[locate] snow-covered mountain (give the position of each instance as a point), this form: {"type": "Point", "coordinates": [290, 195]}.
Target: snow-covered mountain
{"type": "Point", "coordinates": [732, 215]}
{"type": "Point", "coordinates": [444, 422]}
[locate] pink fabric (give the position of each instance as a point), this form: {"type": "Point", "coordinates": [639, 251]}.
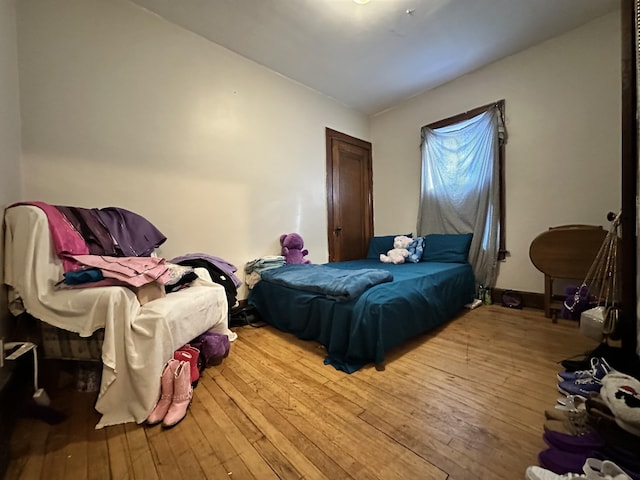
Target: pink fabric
{"type": "Point", "coordinates": [66, 239]}
{"type": "Point", "coordinates": [135, 271]}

What the exercise asks: Please copy every line of the material above word for word, leaving the pictures out of your answer.

Solution below:
[locate] snow-covered mountain (give the position of each instance as a point), this form: {"type": "Point", "coordinates": [290, 195]}.
Target: snow-covered mountain
{"type": "Point", "coordinates": [732, 215]}
{"type": "Point", "coordinates": [444, 422]}
[locate] pink fabric (give the position of each instance as a point), this form: {"type": "Point", "coordinates": [639, 251]}.
Target: pink fabric
{"type": "Point", "coordinates": [66, 239]}
{"type": "Point", "coordinates": [135, 271]}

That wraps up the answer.